## 제시 과제:
"What element on screen corresponds to the paved"라는 문구가 있는 줄부터 자료 끝까지의 줄을 모두 다시 쓰되, 답에 있는 경계 상자 좌표 숫자만 하나하나 81씩 늘려라.
───── 이번 연습 자료
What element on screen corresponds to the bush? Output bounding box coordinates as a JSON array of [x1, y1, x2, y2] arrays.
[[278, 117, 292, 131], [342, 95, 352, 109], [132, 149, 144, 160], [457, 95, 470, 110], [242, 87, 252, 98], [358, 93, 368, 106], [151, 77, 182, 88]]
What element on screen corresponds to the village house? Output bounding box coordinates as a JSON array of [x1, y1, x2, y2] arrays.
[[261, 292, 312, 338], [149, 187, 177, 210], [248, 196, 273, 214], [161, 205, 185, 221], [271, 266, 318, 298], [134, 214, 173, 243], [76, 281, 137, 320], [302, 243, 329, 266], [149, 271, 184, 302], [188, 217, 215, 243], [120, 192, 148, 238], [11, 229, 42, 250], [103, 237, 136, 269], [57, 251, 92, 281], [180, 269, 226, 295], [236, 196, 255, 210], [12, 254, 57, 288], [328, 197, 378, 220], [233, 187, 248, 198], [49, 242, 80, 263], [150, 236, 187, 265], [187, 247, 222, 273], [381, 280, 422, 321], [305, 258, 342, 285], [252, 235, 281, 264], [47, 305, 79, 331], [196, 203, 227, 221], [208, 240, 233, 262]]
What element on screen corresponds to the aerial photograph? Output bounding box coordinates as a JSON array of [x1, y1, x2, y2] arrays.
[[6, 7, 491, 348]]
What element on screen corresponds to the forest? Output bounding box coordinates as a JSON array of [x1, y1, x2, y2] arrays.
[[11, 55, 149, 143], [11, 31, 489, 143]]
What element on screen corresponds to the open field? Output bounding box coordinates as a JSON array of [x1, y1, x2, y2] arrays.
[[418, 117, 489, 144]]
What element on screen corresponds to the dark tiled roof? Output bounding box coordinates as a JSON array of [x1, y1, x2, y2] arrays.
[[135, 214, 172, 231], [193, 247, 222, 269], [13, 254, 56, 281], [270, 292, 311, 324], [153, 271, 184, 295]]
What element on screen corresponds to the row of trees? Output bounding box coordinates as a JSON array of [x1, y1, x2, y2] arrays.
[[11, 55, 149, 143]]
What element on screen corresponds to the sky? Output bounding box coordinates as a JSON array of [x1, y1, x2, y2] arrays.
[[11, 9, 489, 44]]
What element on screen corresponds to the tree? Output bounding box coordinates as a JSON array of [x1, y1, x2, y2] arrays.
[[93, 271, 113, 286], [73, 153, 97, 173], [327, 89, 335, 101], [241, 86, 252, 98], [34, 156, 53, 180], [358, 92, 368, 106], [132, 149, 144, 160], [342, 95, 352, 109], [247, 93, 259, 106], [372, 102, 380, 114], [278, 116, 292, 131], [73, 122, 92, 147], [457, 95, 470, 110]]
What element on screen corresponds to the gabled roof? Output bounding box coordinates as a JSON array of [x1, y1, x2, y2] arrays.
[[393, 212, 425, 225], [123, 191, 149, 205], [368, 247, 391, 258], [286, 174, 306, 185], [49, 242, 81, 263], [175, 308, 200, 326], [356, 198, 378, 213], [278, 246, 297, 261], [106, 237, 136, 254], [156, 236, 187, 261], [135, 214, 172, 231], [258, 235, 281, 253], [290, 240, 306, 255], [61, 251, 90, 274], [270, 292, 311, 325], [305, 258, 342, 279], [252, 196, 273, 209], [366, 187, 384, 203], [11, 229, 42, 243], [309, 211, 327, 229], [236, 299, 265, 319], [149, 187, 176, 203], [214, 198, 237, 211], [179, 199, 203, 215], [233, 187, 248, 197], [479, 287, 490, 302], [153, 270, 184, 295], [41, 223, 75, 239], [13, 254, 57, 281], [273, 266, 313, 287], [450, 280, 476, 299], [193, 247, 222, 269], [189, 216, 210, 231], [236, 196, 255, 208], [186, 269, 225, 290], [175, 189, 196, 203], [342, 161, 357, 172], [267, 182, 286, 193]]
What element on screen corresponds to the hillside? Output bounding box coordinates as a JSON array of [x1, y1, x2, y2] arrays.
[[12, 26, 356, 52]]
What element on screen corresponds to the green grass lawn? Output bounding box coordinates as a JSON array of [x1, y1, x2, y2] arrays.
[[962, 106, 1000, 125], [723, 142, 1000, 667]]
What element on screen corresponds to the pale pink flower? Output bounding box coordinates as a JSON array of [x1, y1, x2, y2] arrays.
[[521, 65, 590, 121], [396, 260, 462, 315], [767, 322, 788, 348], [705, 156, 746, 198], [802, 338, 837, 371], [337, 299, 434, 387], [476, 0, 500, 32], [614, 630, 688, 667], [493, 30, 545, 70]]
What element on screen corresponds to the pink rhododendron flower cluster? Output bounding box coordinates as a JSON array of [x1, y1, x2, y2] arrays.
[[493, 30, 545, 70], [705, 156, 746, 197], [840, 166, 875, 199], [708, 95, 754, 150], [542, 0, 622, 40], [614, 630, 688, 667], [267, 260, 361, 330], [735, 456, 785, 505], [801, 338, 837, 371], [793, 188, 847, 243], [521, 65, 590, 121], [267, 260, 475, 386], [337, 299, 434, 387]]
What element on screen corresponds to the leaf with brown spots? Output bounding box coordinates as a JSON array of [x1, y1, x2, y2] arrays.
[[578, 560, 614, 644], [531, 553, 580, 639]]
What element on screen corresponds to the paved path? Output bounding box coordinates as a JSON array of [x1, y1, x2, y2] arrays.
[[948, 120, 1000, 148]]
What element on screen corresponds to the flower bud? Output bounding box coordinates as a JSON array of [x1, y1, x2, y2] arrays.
──────────
## 풀이 결과:
What element on screen corresponds to the paved path? Output bounding box coordinates as a JSON array of [x1, y1, x2, y2] arrays.
[[1029, 201, 1081, 229]]
What element on screen corresponds to the flower bud? Output bounding box coordinates as a JSON array of [x1, y1, x2, y2] arrays.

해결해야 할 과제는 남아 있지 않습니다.